### Source data

[start]

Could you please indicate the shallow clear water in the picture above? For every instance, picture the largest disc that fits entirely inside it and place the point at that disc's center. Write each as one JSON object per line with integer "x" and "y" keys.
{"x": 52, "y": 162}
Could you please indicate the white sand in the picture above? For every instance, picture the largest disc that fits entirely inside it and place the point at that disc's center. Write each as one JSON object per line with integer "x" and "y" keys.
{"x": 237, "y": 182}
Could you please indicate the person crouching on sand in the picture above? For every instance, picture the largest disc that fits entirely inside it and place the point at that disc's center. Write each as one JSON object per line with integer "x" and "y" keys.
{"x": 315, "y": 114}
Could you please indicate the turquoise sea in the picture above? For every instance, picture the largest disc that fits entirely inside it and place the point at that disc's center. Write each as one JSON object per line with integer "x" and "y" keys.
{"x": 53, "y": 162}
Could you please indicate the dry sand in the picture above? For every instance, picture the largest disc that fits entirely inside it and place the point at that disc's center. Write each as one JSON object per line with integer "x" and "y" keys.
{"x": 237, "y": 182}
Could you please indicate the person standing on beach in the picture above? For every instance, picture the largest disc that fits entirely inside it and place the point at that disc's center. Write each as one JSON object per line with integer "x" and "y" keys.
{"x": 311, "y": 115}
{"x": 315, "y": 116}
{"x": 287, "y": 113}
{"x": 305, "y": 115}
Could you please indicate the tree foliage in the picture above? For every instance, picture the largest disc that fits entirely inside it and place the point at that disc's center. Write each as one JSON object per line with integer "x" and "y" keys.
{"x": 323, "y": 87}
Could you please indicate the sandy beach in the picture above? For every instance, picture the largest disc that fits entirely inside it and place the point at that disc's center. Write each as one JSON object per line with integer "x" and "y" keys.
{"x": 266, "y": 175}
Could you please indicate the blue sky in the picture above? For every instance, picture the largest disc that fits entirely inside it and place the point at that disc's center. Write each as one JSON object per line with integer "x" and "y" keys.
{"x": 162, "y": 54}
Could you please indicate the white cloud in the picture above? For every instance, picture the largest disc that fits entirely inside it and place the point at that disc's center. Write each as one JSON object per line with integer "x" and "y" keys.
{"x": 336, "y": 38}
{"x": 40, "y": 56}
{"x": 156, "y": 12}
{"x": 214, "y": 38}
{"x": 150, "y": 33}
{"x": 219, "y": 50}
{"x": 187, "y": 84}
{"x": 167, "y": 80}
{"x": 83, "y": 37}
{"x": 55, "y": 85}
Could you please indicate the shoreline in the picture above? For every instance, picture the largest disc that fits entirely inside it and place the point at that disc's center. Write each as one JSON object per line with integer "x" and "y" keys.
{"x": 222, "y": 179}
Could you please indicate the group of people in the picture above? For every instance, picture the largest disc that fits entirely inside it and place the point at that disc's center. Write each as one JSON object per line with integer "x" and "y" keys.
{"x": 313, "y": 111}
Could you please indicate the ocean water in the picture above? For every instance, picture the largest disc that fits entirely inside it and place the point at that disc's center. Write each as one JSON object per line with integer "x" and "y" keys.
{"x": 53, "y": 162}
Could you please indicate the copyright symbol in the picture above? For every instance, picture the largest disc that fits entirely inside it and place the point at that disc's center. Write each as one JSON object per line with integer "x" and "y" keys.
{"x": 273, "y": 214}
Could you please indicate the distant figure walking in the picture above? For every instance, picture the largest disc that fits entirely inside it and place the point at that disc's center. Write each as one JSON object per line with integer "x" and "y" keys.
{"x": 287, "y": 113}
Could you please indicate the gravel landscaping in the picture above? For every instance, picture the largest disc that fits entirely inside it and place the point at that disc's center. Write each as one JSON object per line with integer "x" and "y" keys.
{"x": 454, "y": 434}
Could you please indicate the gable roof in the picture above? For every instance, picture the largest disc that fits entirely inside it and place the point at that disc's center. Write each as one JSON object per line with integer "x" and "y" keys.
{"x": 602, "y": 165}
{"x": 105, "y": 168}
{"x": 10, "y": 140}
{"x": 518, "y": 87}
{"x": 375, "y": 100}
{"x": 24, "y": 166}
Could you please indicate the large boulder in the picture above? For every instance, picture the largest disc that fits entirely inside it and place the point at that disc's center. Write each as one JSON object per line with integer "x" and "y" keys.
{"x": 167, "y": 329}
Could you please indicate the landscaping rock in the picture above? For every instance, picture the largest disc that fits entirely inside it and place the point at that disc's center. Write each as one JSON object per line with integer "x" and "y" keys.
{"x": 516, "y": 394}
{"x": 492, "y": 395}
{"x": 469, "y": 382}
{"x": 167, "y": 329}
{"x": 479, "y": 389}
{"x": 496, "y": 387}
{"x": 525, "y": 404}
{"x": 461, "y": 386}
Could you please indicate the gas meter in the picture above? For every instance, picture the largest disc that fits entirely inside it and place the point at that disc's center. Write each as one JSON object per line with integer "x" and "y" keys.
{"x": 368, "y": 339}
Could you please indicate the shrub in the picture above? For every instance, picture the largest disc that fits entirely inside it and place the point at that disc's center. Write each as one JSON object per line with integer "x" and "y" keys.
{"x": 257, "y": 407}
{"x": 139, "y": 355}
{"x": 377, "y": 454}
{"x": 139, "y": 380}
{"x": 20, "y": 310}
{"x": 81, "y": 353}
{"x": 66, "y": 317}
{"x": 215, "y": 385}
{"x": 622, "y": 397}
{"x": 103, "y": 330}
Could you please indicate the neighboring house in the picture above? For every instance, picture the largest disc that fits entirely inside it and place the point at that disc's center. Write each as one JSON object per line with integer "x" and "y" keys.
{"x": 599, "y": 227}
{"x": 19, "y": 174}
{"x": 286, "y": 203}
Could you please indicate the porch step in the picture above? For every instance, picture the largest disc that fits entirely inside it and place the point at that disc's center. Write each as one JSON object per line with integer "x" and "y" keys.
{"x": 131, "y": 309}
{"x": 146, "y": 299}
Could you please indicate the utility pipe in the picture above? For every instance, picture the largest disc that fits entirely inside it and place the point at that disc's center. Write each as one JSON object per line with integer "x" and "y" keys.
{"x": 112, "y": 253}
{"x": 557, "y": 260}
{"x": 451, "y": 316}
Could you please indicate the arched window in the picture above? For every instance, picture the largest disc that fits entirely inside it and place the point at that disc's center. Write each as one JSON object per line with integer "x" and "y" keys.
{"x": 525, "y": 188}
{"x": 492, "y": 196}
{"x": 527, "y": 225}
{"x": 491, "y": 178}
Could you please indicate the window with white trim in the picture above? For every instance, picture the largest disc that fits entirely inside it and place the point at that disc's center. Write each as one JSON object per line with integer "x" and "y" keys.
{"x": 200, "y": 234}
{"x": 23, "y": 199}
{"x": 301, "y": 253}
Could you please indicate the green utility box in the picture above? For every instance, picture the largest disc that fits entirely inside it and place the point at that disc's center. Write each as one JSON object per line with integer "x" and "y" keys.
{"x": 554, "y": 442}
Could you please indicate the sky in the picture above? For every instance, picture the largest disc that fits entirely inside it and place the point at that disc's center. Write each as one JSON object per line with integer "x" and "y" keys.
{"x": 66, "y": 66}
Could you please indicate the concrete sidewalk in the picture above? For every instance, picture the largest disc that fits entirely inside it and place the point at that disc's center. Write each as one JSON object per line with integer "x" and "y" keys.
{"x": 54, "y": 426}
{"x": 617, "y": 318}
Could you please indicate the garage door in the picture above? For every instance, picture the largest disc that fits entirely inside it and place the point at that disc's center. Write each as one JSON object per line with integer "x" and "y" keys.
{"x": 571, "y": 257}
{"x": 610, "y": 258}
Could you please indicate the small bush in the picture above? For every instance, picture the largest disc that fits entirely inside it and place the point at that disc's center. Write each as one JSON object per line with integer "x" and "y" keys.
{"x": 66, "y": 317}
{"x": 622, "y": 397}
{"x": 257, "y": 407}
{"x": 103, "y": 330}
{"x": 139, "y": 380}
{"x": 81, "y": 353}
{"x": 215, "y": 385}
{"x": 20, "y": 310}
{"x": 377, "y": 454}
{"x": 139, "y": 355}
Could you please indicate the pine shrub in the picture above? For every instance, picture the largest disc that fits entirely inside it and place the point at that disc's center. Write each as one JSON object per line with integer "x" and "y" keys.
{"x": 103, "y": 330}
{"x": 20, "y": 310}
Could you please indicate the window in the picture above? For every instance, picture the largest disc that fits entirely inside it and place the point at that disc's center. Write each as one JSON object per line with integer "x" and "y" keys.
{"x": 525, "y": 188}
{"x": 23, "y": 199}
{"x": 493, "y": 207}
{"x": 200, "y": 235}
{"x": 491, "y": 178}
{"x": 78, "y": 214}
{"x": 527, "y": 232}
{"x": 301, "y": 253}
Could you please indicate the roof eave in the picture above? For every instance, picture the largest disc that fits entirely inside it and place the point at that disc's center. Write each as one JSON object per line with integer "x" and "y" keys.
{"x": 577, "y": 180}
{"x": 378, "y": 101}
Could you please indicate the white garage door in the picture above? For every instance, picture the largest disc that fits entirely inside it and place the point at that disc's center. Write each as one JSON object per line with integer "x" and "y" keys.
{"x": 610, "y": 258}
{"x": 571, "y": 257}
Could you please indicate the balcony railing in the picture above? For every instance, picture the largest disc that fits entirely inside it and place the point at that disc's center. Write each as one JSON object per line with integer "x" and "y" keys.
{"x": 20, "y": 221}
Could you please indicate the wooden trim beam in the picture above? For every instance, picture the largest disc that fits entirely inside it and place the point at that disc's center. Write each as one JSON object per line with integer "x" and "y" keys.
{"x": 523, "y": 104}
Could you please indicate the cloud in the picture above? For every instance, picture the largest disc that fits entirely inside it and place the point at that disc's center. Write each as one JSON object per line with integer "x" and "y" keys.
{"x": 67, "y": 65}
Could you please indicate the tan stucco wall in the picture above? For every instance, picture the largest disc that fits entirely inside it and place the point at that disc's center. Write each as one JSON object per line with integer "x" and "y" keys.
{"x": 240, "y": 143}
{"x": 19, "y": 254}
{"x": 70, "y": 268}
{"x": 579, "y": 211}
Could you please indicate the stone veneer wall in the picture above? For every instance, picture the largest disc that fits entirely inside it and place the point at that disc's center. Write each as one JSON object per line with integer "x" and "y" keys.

[end]

### What to produce
Nothing but the lines from the one with "Could you please indicate the cloud" through the last line should be repeated, each exactly as it stands.

### Reply
Could you please indicate the cloud in the picture above? For every instance, picture the largest disc that fits entirely inside it and place the point at that disc's center. Write each as one JSON object per line with integer "x" and "y" keys.
{"x": 67, "y": 65}
Could you please indicate the tan stucco wall in the picture above? For every instance, picture the largest disc that fits entirely inside it and place the point at that disc's center. Write each as one JSON object per line with integer "x" and "y" keys.
{"x": 240, "y": 143}
{"x": 19, "y": 254}
{"x": 70, "y": 268}
{"x": 579, "y": 211}
Could you please indicate the stone veneer wall in the picture above? For every instance, picture the largest disc that fits entirely inside it and place the point at that disc's center. Write each as one JSON object per line with integer "x" and "y" keys.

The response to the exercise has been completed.